#### What you should do:
Reproduce each line of the material precisely.

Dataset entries
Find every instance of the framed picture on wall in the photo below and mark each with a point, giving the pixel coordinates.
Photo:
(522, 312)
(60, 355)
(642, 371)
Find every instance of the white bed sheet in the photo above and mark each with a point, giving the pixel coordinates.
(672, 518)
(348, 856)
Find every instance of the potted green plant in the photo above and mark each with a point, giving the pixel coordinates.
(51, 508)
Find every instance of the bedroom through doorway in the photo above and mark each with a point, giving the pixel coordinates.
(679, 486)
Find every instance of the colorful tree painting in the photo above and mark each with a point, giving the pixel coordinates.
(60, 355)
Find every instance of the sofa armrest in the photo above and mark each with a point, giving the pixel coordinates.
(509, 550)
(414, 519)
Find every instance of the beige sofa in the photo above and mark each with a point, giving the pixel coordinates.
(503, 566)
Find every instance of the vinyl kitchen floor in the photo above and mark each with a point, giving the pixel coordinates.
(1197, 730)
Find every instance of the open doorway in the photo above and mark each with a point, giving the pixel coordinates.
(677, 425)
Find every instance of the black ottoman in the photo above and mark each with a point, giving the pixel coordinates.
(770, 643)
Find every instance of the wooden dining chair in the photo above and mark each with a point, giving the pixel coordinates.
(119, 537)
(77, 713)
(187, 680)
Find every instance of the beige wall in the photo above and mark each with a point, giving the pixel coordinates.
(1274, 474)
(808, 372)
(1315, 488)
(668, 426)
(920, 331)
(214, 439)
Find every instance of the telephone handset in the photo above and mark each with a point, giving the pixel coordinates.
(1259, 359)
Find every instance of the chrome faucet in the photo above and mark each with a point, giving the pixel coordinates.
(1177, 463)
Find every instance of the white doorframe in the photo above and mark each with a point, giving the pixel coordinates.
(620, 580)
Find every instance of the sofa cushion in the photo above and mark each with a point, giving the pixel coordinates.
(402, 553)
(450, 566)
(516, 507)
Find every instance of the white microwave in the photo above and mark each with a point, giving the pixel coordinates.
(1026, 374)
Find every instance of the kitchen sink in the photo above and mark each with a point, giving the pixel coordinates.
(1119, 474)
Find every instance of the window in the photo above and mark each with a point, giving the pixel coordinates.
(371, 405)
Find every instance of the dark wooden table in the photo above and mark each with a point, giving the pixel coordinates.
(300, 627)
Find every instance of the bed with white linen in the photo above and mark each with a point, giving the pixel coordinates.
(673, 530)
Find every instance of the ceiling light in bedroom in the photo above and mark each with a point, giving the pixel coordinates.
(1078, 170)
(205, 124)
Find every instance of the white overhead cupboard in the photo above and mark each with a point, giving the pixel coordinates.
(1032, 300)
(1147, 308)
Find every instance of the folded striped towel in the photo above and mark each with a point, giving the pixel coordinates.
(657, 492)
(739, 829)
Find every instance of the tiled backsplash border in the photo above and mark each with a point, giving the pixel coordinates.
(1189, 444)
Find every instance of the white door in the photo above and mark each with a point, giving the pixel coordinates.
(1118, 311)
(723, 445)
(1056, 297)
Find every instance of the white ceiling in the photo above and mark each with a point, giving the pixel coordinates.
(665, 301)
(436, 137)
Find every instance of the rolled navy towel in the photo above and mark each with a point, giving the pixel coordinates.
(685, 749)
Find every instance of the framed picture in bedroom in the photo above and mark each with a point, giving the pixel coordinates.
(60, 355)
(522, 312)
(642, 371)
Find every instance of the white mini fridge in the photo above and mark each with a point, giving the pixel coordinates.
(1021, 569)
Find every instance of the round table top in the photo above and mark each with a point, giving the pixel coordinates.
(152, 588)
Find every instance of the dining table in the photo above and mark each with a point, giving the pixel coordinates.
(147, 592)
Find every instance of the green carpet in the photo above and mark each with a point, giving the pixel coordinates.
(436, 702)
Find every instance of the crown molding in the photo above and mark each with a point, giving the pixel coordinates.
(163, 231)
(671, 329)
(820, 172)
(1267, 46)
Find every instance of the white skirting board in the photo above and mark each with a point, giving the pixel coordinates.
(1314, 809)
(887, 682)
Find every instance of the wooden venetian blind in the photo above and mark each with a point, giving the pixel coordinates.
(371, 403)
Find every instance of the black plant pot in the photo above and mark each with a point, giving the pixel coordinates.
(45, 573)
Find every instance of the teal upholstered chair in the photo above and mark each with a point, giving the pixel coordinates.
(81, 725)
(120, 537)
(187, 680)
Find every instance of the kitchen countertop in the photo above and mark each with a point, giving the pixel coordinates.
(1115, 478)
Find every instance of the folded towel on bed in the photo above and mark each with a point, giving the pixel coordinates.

#### Result of the exercise:
Find every instance of the framed picture on wall in the photo below and mark each with a point, giving the pixel coordinates.
Photo:
(522, 312)
(60, 355)
(642, 371)
Find every instance of the white bed sheet in the photo above and mark each with a point, giving the pixel coordinates.
(672, 518)
(348, 856)
Find every instance of the potted green plant in the photo above and mark each with a point, giving the pixel coordinates.
(51, 508)
Find every instance of the bedroom through doorway in the photo above and mark each with a point, giving the pixel coordinates.
(679, 486)
Find every instance of the colorful tree painting in the photo above and mark each with a point, giving the pixel coordinates.
(60, 355)
Find every instance of the sofa armrest in the photo above and mark each with a point, giving the pixel coordinates.
(509, 550)
(414, 519)
Find every instance of the beige sofa in the photo above and mark each with a point, giving the pixel coordinates.
(503, 566)
Find every instance of the vinyl kitchen floor in the photo above and mark each with a point, giving the pixel coordinates.
(1197, 730)
Find every instance of the open doorway in the photo above and mark each with a point, giving the pixel coordinates.
(677, 425)
Find every instance of the black ottoman in the photo above and mark each with a point, giving the pixel coordinates.
(770, 643)
Find every instance of the wooden dining chair in the photo above and mark each with a point, giving the pixel coordinates.
(119, 537)
(77, 713)
(187, 680)
Find every instance of the beige wall in the photo above and mark each with a point, giving the pixel coordinates.
(1274, 474)
(808, 372)
(1315, 488)
(668, 426)
(920, 331)
(214, 439)
Find every instance of the telephone handset in the photo above and mark each with a point, giving the pixel coordinates.
(1259, 359)
Find every instance of the chrome faucet in the photo above and mark each with a point, giving the pixel coordinates.
(1177, 463)
Find every instance of the white doorframe in the photo above and mark each with a point, giving the pixel coordinates.
(620, 580)
Find every instance of the sofa cushion in the photo above and mark each with a point, giving the pixel coordinates.
(402, 553)
(450, 566)
(516, 507)
Find every instance of the white microwave in the photo above and mark each with a point, giving the pixel coordinates.
(1026, 374)
Find every instance of the kitchen sink in the photo above and mark each with a point, giving the pixel coordinates.
(1119, 474)
Find every instance of the window in the photo above and mark each with a point, giving the pixel coordinates.
(371, 405)
Find every instance of the dark wooden table in the photo above and mark each with a point, giving the pixel coordinates.
(300, 627)
Find every instance of the bed with white linen in the photo above and mark each with a point, giving the pixel coordinates.
(673, 530)
Find every instance of the ceiling light in bedroom in the photo above and mark each with a point, giving the pixel coordinates.
(1078, 170)
(205, 124)
Find every instance of the white overhead cupboard in the photo above and mark each with a point, giving the pixel coordinates.
(1032, 300)
(1147, 308)
Find every instance of the folded striped towel in the photo above and mark each with a point, giving the pixel coordinates.
(657, 492)
(739, 829)
Find every instance of the tiled backsplash border in the photo above and mark each with a point, giving the pixel coordinates.
(1189, 444)
Find every instance of the white door in the photo above and mark each with a point, giving the pixel coordinates.
(1118, 311)
(723, 445)
(1056, 297)
Find every instance of the white ceiling in the photo above and mark each with a point, giving the pixel coordinates.
(665, 301)
(436, 137)
Find every instance of the rolled navy towel in the photo above and mark each with a point, giving the pixel coordinates.
(685, 749)
Find every instance of the framed picture in bedroom in the photo above and mark each with a point, giving the pixel coordinates.
(60, 355)
(522, 312)
(642, 371)
Find every instance of the white mini fridge in the photo above and mark each with a point, giving the pixel coordinates.
(1021, 569)
Find every instance of the round table top in the photo above and mark each with a point, giving the pixel coordinates.
(152, 588)
Find every instance of the dining table in the photo above and mark each with a point, giving the pixel coordinates.
(147, 592)
Find every instance of the green carpet in the photo above and mark each with a point, giving the pixel coordinates.
(436, 702)
Find every instance of the crown molding in the photo above and mark each with a point, giving the pixel coordinates.
(163, 231)
(671, 329)
(820, 172)
(1267, 46)
Find every instance of the white skirting board in the photo above and mark each with a point, giving the pixel coordinates.
(1314, 809)
(887, 682)
Find every instance of the wooden venetian blind in the photo above and mark each with a point, giving the pixel coordinates.
(371, 403)
Find every instance of the black plant pot in the photo above and mark each with a point, giving the pixel coordinates.
(45, 573)
Find every instance of the teal upholstered chair in the photo above and mark each with a point, giving the pixel coordinates.
(81, 725)
(120, 537)
(187, 680)
Find every instance of the kitchen countertop in the photo above and mark each with a point, giving the pixel coordinates.
(1115, 478)
Find every instance of the folded towel on bed in the photo above and mark each with a point, giving the pixel coordinates.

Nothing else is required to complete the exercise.